■ **What is being asked**
Every line with the word "hillside" in it should be extracted from the data that follows.

------ Information ------

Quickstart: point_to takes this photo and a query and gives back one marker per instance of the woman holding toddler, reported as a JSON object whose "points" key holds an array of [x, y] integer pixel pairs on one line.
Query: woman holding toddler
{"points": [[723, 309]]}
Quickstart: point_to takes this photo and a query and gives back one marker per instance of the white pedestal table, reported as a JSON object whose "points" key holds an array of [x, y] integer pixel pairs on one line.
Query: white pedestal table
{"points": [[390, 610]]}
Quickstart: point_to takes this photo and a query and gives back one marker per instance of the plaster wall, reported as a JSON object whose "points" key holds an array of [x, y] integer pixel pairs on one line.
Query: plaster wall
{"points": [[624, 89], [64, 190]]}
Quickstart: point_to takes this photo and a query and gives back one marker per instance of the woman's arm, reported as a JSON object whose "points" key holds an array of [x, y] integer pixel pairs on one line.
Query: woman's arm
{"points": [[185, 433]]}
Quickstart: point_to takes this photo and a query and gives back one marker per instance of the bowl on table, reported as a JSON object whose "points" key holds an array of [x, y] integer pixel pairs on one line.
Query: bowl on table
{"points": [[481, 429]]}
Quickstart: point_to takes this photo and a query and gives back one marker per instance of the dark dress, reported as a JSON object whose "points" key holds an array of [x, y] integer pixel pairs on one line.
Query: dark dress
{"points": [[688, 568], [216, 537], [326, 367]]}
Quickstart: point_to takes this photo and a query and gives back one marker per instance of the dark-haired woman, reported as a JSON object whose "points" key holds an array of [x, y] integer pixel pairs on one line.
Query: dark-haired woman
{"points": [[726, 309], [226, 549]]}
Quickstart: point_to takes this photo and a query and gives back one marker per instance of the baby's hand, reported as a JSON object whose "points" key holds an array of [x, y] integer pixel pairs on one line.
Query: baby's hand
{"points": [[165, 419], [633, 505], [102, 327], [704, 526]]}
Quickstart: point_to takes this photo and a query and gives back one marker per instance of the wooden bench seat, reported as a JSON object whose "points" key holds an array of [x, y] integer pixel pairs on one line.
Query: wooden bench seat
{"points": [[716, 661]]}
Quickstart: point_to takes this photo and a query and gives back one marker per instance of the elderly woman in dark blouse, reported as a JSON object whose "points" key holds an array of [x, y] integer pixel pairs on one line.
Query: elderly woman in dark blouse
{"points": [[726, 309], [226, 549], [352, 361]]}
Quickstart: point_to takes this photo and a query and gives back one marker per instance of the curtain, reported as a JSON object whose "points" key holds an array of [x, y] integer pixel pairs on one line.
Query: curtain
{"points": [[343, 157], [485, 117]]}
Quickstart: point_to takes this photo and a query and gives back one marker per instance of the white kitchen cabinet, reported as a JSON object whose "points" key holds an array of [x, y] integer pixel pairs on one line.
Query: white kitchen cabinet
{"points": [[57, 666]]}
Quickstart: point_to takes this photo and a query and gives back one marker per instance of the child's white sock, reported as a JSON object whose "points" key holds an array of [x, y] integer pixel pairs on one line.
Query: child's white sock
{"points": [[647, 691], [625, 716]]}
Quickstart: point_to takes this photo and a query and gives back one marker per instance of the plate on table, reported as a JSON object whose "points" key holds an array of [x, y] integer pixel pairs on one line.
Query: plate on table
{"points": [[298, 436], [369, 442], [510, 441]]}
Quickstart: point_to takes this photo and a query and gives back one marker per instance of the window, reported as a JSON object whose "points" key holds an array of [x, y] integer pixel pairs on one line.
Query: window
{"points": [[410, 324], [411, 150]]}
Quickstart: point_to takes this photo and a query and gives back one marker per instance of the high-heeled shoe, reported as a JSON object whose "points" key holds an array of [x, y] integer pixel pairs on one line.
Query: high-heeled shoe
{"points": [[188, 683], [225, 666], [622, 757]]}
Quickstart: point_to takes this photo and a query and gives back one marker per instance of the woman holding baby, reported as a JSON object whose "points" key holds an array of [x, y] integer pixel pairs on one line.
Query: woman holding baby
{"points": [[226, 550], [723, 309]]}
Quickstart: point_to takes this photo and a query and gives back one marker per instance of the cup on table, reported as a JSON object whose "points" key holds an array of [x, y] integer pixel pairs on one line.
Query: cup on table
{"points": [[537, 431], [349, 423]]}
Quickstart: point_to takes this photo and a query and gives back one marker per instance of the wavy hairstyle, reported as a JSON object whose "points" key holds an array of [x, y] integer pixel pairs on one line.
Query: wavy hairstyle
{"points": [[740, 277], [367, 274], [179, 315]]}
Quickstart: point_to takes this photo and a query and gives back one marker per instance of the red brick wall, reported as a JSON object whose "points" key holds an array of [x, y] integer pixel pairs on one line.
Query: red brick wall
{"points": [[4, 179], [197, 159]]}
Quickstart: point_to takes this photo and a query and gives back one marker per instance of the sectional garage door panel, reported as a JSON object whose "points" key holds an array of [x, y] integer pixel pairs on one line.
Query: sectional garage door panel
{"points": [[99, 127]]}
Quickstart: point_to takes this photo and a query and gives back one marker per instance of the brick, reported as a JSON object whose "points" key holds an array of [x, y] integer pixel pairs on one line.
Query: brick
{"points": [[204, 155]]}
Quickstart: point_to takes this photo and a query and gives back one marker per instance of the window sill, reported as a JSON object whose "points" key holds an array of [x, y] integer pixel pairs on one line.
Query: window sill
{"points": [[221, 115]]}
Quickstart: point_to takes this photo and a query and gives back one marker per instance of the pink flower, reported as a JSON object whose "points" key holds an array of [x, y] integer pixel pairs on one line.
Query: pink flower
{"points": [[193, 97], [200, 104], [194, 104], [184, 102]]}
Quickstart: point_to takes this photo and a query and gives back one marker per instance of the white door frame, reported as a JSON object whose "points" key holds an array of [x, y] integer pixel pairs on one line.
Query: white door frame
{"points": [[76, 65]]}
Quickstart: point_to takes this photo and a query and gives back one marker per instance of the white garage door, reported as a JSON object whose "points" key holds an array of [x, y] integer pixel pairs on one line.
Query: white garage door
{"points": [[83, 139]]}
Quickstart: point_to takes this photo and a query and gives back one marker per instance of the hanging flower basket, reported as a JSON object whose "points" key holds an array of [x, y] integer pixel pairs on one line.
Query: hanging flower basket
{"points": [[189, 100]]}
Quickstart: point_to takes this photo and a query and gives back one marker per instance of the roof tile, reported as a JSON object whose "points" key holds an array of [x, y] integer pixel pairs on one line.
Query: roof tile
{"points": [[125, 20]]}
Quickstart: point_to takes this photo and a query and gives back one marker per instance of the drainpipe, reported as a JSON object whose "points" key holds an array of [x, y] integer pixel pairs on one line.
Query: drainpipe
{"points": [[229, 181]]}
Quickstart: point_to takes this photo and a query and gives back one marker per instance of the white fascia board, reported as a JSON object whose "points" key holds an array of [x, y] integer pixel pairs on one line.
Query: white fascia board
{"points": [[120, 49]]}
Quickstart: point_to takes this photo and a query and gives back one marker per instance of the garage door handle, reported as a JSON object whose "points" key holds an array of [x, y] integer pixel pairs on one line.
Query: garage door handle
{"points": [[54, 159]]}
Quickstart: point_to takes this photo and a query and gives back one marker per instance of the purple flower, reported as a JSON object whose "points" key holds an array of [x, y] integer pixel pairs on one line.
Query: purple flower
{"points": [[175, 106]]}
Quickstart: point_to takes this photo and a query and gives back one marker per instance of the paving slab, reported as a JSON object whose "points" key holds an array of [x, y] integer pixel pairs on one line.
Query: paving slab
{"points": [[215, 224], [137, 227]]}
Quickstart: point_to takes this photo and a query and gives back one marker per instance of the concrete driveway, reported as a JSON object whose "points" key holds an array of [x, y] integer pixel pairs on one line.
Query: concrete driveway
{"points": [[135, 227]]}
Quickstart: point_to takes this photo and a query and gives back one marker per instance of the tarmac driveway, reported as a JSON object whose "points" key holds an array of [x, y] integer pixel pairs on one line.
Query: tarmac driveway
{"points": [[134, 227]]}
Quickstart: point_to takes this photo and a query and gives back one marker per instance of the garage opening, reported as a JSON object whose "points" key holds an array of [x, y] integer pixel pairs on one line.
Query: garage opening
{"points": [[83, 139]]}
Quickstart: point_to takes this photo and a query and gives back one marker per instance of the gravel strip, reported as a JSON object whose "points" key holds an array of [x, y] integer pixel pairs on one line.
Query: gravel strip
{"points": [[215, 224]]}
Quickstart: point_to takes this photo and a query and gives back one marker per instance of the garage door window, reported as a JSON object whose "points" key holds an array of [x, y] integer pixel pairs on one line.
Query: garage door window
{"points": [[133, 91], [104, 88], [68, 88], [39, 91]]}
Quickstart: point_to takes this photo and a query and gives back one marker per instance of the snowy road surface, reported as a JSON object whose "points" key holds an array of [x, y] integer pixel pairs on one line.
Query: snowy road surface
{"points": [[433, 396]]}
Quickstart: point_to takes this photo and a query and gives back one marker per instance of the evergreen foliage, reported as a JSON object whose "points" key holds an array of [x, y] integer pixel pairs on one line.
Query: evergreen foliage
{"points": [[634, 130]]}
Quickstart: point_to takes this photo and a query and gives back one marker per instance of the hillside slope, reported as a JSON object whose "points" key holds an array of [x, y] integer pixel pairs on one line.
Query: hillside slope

------

■ **Task answer**
Quickstart: point_to takes this photo and a query and gives back one marker per instance of the hillside slope, reported as a JSON object whose "points" key holds an array of [x, y] integer pixel pairs on one line.
Query: hillside slope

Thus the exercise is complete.